- Problem details
Copy the records exactly. Include every line.

(Text-to-region grounding data)

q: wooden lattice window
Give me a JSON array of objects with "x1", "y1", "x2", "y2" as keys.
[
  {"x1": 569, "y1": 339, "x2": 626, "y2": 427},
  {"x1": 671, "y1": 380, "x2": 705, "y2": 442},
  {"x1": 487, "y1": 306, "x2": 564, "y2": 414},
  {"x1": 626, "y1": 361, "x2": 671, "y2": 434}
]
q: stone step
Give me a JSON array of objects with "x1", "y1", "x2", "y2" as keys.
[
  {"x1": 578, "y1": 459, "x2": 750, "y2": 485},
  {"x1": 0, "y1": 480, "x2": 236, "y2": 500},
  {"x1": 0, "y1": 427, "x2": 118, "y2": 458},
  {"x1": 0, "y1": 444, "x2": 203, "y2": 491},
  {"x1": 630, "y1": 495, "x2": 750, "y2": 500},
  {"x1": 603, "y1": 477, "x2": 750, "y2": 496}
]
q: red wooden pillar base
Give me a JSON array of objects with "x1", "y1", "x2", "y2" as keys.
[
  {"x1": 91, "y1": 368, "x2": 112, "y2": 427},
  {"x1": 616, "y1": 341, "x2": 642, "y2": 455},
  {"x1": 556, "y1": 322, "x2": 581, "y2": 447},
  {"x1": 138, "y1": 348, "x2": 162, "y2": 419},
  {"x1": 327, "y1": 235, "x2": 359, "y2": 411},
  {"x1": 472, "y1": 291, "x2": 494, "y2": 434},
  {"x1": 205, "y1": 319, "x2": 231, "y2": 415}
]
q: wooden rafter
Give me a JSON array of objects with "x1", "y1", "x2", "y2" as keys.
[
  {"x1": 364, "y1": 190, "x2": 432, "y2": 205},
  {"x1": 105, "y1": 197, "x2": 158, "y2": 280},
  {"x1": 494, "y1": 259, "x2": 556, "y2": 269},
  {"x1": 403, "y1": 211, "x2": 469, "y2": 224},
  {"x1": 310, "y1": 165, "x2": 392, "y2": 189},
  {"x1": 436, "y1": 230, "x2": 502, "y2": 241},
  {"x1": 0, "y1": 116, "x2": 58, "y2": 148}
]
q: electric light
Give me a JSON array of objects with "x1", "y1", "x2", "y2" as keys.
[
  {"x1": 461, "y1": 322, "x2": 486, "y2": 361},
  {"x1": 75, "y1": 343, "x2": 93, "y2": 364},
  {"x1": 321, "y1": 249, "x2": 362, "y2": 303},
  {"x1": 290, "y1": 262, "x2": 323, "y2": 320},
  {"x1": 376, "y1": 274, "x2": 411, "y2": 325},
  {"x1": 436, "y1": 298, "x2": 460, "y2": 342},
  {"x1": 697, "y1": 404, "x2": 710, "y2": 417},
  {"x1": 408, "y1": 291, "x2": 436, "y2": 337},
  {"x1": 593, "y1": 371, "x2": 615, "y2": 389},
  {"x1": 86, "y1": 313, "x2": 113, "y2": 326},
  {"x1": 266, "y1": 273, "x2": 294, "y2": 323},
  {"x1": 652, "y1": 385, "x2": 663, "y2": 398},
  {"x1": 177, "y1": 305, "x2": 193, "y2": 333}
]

- Exercise output
q: wooden lattice window
Give me a JSON array of objects with "x1", "y1", "x2", "y2" as keys.
[
  {"x1": 569, "y1": 339, "x2": 626, "y2": 427},
  {"x1": 671, "y1": 380, "x2": 705, "y2": 442},
  {"x1": 487, "y1": 306, "x2": 564, "y2": 414},
  {"x1": 626, "y1": 361, "x2": 671, "y2": 434}
]
q: stone step
Give me a JSON array of objects with "x1", "y1", "x2", "y2" as keys.
[
  {"x1": 578, "y1": 459, "x2": 750, "y2": 485},
  {"x1": 0, "y1": 480, "x2": 236, "y2": 500},
  {"x1": 0, "y1": 427, "x2": 118, "y2": 458},
  {"x1": 0, "y1": 444, "x2": 203, "y2": 491},
  {"x1": 630, "y1": 495, "x2": 750, "y2": 500},
  {"x1": 603, "y1": 477, "x2": 750, "y2": 496}
]
q: red wooden pillar base
Give me a JSON array of objects with "x1", "y1", "x2", "y2" as keys.
[
  {"x1": 91, "y1": 368, "x2": 112, "y2": 427},
  {"x1": 616, "y1": 341, "x2": 642, "y2": 455},
  {"x1": 556, "y1": 322, "x2": 581, "y2": 447},
  {"x1": 138, "y1": 348, "x2": 162, "y2": 419},
  {"x1": 327, "y1": 235, "x2": 359, "y2": 411},
  {"x1": 472, "y1": 291, "x2": 494, "y2": 434},
  {"x1": 205, "y1": 319, "x2": 231, "y2": 415}
]
q: wooden rafter
Give me a JSON array of objects with "x1", "y1", "x2", "y2" as keys.
[
  {"x1": 364, "y1": 190, "x2": 432, "y2": 205},
  {"x1": 105, "y1": 197, "x2": 158, "y2": 280},
  {"x1": 494, "y1": 259, "x2": 556, "y2": 269},
  {"x1": 403, "y1": 211, "x2": 469, "y2": 224},
  {"x1": 310, "y1": 165, "x2": 392, "y2": 189},
  {"x1": 436, "y1": 230, "x2": 502, "y2": 241},
  {"x1": 0, "y1": 116, "x2": 58, "y2": 148}
]
q: electric light
Give me a JSON array of objects with "x1", "y1", "x2", "y2" as keys.
[
  {"x1": 461, "y1": 322, "x2": 486, "y2": 361},
  {"x1": 75, "y1": 343, "x2": 93, "y2": 364},
  {"x1": 321, "y1": 249, "x2": 362, "y2": 303},
  {"x1": 290, "y1": 262, "x2": 323, "y2": 320},
  {"x1": 376, "y1": 274, "x2": 411, "y2": 325},
  {"x1": 436, "y1": 298, "x2": 460, "y2": 342},
  {"x1": 697, "y1": 404, "x2": 710, "y2": 417},
  {"x1": 408, "y1": 291, "x2": 436, "y2": 337},
  {"x1": 593, "y1": 371, "x2": 615, "y2": 389},
  {"x1": 86, "y1": 313, "x2": 113, "y2": 326},
  {"x1": 266, "y1": 273, "x2": 294, "y2": 323},
  {"x1": 652, "y1": 385, "x2": 663, "y2": 398},
  {"x1": 177, "y1": 305, "x2": 193, "y2": 333}
]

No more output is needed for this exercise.